» Given passage
↓
The Shafibeyli clan is one of the well-known genealogies of the Azerbaijani people. The great-grandfather of the clan is Shafi-Bey. He was born in the Aydingyshlag village in the Gabala Sultanate. According to some information, he was a district deputy, and was in charge of managing his property.

== Representatives of the generation ==
It was Shafi-Bey who founded the Shafi-Beyli clan. He was born in the Aydingyshlag village of the Gabala Sultanate and studied at mullah. According to some reports, he was a district deputy. They had two sons named Jafar-Bey and Bakhish-Bey.

Jafar-Bey Shafi-Bey was born in 1815 in the village of Aydingyshlag. After studying at mullah, he served in the Russian army. He had the rank of lieutenant and three sons named Haji-Bey, Shukur-Bey and Rustam-Bey.

Haji-Bey was born in 1834, Shukur-Bey - in 1836, and Rustam-Bey in 1838 in the village of Aydingyshlag. All three studied with the mullah and lived managing their estates.

The descendants of Rustam-Bey carried the surname Rustambeyli. He had two sons named Agha-Bey and Mustafa-Bey.

Rustam-Bey's son Mustafa-Bey was born in 1864 in the village of Aydingyshlag. During the time of the Republic of Azerbaijan, to improve the supply of the army, Azerbaijan donated to the army 20 000 pairs of shoes. In 1920, after the April invasion, he was shot along with his son Haji-Bey. In Mahammad Amin Rasulzade's book "The Republic of Azerbaijan", his name is mentioned in the list of people killed by Bolsheviks after the occupation. At the moment, the house of Mustafa-Bey, in the village of Kichick Piralli of Gabala district, has been preserved. He had four sons named Jafar-Bey, Shafi-Bey, Haji-Bey and Bakhish-Bey.

Jafar-Bey Rustambeyli was born in 1890 in the village of Mammadli, Aresh district. In 1909, he entered the medical faculty of Kyiv University, and after graduation he was mobilized as a military doctor. Firstly, he worked as a doctor in the 58th Infantry Regiment, and since 1917 in Crimea. According to the order signed by F. Khoyski, on 3 April 1919, from 19 March, Jafar-Bey Rustambeyli was appointed the diplomatic representative of Azerbaijan in Kuban and Crimea, as well as trade representative. He was shot after the Soviet occupation.
↑
» Work order A
Answer these questions from the text on the Shafibeyli clan:
(i) In what year was Jafar-Bey Shafi-Bey born?
(ii) What surname did the descendants of Rustam-Bey carry?
(iii) What did Jafar-Bey Rustambeyli enter in 1909?
» Work order B
Write out the part of the text on the Shafibeyli clan starting at "Haji-Bey was born" and ending at "Agha-Bey and Mustafa-Bey.".
The listing comes from a separate source and has no link to the text on the Shafibeyli clan.

» Excerpted records
↓
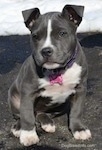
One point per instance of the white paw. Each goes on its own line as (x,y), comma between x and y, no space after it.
(49,128)
(15,132)
(28,138)
(82,135)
↑
» Written solution A
(i) 1815
(ii) Rustambeyli
(iii) The medical faculty of Kyiv University

» Written solution B
Haji-Bey was born in 1834, Shukur-Bey - in 1836, and Rustam-Bey in 1838 in the village of Aydingyshlag. All three studied with the mullah and lived managing their estates.

The descendants of Rustam-Bey carried the surname Rustambeyli. He had two sons named Agha-Bey and Mustafa-Bey.